++++ Data excerpts

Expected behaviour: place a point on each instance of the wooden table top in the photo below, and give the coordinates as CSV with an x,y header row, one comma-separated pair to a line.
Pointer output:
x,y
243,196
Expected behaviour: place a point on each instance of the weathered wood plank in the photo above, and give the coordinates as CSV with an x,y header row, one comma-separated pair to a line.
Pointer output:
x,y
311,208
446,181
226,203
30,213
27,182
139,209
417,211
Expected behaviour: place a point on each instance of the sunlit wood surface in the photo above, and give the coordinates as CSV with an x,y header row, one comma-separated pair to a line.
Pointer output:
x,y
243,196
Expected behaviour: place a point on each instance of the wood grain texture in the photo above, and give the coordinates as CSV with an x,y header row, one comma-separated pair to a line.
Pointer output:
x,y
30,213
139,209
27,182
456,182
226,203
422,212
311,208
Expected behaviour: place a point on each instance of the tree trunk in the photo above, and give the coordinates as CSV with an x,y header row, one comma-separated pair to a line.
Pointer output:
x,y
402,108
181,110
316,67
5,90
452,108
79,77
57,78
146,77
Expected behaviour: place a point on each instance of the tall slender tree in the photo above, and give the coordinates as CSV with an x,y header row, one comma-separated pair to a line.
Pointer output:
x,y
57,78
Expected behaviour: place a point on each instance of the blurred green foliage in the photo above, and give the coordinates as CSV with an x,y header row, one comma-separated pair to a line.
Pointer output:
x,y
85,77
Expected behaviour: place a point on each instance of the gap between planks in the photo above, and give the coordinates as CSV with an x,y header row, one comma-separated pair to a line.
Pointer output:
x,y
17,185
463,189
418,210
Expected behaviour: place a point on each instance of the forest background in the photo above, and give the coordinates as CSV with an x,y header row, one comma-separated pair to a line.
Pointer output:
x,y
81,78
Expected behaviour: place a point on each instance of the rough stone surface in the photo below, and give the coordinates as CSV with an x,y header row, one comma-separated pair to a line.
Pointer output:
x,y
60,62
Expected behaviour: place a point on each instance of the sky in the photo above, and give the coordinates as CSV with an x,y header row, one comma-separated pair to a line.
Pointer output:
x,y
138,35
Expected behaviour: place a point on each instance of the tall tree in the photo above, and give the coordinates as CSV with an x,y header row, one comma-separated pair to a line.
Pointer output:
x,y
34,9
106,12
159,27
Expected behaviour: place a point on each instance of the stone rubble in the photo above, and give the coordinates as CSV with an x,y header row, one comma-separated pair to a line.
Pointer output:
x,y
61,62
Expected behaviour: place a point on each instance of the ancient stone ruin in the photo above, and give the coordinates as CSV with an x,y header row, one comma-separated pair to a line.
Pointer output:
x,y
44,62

++++++++

=== Problem to work on ===
The answer must be every line of the data that holds the word "below".

=== Task response ===
Expected behaviour: place a point on each instance of the wooden table top in the photo below, and give the coordinates as CSV with an x,y header row, one comma-separated pair to a line.
Expected behaviour: place a point on each instance of the rough stone surface in the photo below, and give the coordinates as CSV with an x,y header row, one comma-separated pair to a line.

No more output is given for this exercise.